EXERCÍCIO → Transcreva todas as linhas abaixo sem qualquer alteração, deixando de fora as imagens.

EXTRATO DE DADOS →

==============================

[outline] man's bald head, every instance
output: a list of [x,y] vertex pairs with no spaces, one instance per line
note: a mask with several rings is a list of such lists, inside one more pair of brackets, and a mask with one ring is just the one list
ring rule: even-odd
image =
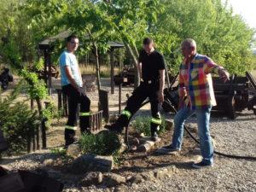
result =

==============================

RESPOSTA ESCRITA →
[outline] man's bald head, every instance
output: a list of [x,y] vertex pairs with no spaces, one instance per line
note: a mask with several rings is a list of such lists, inside one more pair of brackets, and a mask with one ring is just the one list
ring rule: even-odd
image =
result =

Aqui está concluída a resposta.